**TO DO:** Copy the stretch of the CPX-351 and venetoclax/azacitidine comparison below from "The response rate" through "venetoclax/azacitidine groups, respectively.", swapping "patients" for "participants".

EXTRACT PROVIDED Start Marker

There was no significant difference in OS between the treatment groups, with a median of 13 months with CPX-351 compared with 11 months for venetoclax/azacitidine (hazard ratio [HR], 0.88; 95% CI, 0.71-1.08; P =.22). The 1- and 2-year OS was 51% and 28% with CPX-351, respectively, compared with 48% and 28% with venetoclax/azacitidine.

The response rate was also similar, with 49% and 43% of patients achieving a complete response with or without complete recovery of blood counts in the CPX-351 or venetoclax/azacitidine groups, respectively.

Relapse-free survival was a median of 11 months with CPX-351 compared with 16 months with venetoclax/azacitidine.

Mortality during treatment, both at 30 days and 60 days, was similar between the treatment groups. The 30-day mortality was 5% with either CPX-351 or venetoclax/azacitidine, and the 60-day mortality was 10% and 13%, respectively.

Treatment with CPX-351 was associated with higher rates of infection at 67% compared with 36% of patients in the venetoclax/azacitidine group (P =.0004). Febrile neutropenia was seen in 90% of the CPX-351 group compared with 54% of the venetoclax/azacitidine group (P <.00005).

Any hospital admission and length of stay before the next treatment cycle was longer with CPX-351 at a median of 41 days compared with 15 days venetoclax/azacitidine (P <.00005).

EXTRACT PROVIDED End Marker
AVAILABLE DATA Start Marker

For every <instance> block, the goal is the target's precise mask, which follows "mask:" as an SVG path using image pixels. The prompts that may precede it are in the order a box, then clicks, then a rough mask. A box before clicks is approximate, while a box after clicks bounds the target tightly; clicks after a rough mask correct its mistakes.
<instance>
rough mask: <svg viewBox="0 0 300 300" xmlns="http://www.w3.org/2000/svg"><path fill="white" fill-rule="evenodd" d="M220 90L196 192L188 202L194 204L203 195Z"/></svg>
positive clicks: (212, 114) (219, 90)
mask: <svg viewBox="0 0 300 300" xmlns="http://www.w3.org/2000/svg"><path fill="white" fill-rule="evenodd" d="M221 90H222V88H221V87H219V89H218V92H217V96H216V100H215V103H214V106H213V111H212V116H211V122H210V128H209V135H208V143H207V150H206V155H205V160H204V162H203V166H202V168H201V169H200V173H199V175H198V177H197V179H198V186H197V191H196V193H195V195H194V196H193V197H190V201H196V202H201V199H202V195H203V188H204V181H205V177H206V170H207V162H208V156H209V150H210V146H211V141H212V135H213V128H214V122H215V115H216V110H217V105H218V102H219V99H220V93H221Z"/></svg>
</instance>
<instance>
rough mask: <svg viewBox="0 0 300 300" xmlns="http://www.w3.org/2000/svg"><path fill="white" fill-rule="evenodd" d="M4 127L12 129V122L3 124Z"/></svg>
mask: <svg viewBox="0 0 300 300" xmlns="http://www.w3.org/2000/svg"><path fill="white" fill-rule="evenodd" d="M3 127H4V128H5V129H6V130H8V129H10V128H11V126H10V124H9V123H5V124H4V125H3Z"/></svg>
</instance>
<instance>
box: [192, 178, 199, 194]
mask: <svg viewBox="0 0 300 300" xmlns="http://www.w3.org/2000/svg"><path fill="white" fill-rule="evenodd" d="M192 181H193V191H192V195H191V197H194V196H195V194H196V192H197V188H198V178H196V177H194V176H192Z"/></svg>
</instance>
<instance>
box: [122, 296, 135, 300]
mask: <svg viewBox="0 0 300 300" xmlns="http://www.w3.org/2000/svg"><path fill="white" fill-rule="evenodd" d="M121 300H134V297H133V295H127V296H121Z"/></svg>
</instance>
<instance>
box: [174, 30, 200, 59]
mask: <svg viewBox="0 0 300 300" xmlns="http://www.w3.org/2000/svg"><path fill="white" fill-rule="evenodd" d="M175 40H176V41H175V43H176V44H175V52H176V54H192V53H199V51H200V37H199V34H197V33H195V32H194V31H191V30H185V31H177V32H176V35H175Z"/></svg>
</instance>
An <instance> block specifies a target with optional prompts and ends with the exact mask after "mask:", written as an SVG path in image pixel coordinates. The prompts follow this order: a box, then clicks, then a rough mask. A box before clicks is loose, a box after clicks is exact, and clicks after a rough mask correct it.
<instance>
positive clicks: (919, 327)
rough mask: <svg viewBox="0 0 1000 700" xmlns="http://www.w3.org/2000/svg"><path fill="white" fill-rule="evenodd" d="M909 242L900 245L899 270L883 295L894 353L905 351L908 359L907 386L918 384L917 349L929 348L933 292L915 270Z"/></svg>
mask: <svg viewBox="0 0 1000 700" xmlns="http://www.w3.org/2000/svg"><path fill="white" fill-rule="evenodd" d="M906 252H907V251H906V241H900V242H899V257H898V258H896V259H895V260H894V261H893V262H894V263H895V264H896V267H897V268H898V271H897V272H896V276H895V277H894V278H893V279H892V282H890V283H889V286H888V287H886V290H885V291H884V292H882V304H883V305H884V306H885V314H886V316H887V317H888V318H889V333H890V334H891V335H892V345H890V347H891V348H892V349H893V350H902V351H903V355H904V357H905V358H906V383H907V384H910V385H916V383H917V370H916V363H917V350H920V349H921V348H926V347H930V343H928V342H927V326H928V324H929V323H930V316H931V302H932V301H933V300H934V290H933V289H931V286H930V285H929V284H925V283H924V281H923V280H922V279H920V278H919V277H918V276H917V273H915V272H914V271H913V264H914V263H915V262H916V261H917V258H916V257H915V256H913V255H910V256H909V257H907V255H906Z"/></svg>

AVAILABLE DATA End Marker

**ANSWER TO THIS TASK:**
The response rate was also similar, with 49% and 43% of participants achieving a complete response with or without complete recovery of blood counts in the CPX-351 or venetoclax/azacitidine groups, respectively.